## Instructions to follow
Reproduce every line of the data below verbatim, keeping the original order and line breaks.
[Entries provided start]
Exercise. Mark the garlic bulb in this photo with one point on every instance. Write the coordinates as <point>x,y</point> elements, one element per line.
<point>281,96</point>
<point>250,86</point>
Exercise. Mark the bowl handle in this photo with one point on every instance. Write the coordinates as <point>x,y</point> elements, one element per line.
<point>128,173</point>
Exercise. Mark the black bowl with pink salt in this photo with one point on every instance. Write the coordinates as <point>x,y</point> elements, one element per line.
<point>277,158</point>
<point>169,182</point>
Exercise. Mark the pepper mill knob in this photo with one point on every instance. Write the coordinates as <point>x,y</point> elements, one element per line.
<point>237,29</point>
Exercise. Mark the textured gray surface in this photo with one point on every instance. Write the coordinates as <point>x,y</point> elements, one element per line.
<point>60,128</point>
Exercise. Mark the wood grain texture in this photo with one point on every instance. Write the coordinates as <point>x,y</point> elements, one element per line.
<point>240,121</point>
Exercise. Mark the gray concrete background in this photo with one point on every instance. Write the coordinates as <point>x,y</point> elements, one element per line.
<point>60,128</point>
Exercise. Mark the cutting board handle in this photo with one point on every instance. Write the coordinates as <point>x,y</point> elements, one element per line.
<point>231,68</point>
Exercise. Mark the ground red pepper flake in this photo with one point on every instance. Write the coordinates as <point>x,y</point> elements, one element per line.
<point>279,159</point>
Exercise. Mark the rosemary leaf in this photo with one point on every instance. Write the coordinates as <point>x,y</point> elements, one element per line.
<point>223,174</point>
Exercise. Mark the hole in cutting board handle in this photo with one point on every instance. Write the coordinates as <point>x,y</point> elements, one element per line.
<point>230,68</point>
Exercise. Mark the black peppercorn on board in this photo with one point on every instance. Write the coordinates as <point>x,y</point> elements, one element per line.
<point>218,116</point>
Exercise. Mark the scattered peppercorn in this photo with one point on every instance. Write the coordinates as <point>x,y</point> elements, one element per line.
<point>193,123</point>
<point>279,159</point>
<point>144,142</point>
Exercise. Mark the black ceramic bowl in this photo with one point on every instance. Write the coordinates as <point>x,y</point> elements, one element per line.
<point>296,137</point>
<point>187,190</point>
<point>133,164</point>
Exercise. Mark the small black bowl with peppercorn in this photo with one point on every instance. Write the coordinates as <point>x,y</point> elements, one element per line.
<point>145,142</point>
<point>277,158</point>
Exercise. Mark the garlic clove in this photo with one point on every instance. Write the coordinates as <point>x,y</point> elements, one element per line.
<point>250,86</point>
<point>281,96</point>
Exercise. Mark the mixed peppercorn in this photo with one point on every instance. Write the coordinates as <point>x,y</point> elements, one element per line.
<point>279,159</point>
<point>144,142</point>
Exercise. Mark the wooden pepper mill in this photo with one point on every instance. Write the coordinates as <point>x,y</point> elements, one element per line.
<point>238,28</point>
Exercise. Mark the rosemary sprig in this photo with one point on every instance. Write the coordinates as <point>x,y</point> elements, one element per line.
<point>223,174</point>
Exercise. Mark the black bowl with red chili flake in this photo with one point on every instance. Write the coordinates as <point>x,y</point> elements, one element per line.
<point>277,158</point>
[Entries provided end]
## Result for this exercise
Exercise. Mark the garlic bulb in this photo with one point on every instance. Write the coordinates as <point>x,y</point> elements, one element per line.
<point>281,96</point>
<point>250,86</point>
Exercise. Mark the bowl handle in this photo with one point on every instance. Write the coordinates as <point>x,y</point> elements, one element per line.
<point>128,173</point>
Exercise. Mark the black bowl with pink salt in this photo with one point on every instance. Write the coordinates as <point>x,y</point> elements, one element per line.
<point>277,158</point>
<point>169,182</point>
Exercise. Mark the pepper mill knob in this photo with one point on every instance. Write the coordinates as <point>x,y</point> elements, one element per line.
<point>237,29</point>
Exercise. Mark the textured gray surface in this photo with one point on every instance. Write the coordinates as <point>x,y</point> elements, one element per line.
<point>60,128</point>
Exercise. Mark the wood grain texture in this photo with one point on every instance. Write the coordinates as <point>x,y</point> elements, one element per line.
<point>240,121</point>
Exercise. Mark the gray concrete background in this photo with one point on every instance. Write the coordinates as <point>x,y</point> elements, one element per line.
<point>60,128</point>
Exercise. Mark the cutting board handle in this photo with one point on every instance. Write the coordinates as <point>x,y</point> elements, one element per line.
<point>231,68</point>
Exercise. Mark the ground red pepper flake in this photo with one point on every instance. Write the coordinates as <point>x,y</point> elements, one element per line.
<point>279,159</point>
Exercise. Mark the rosemary leaf in this photo with one point on every instance. Write the coordinates as <point>x,y</point> elements, one element per line.
<point>223,174</point>
Exercise. Mark the hole in cutting board handle in this photo with one point on every instance. Write the coordinates as <point>x,y</point> elements, one element per line.
<point>230,68</point>
Exercise. Mark the black peppercorn on board in this photo with one point on every instance. Write the coordinates as <point>x,y</point> elements, one element per line.
<point>218,116</point>
Exercise. Mark the scattered peppercorn in this photo with one point on every instance. Write the coordinates as <point>x,y</point> elements, one element per line.
<point>193,123</point>
<point>279,159</point>
<point>144,142</point>
Exercise. Mark the black ceramic bowl in this photo with one point on every instance. Write the coordinates as <point>x,y</point> elements, one element per line.
<point>296,137</point>
<point>187,190</point>
<point>133,164</point>
Exercise. Mark the small black bowl with peppercorn in this photo with one point on every instance. Write the coordinates as <point>x,y</point> elements, one element per line.
<point>145,142</point>
<point>277,158</point>
Exercise. Mark the garlic clove in this photo with one point on every instance. Write the coordinates as <point>x,y</point> elements, one element per line.
<point>250,86</point>
<point>281,96</point>
Exercise. Mark the mixed peppercorn in this photo with one point on every instance. Write the coordinates as <point>x,y</point> elements, one element per line.
<point>279,159</point>
<point>144,142</point>
Exercise. Mark the wooden pepper mill in this photo with one point on every instance. Write the coordinates as <point>x,y</point> elements, one element per line.
<point>238,28</point>
Exercise. Mark the rosemary sprig in this photo with one point on every instance. Write the coordinates as <point>x,y</point> elements, one element per line.
<point>223,174</point>
Exercise. Mark the black bowl with red chili flake in this photo with one point on every instance. Write the coordinates as <point>x,y</point> elements, one element per line.
<point>277,158</point>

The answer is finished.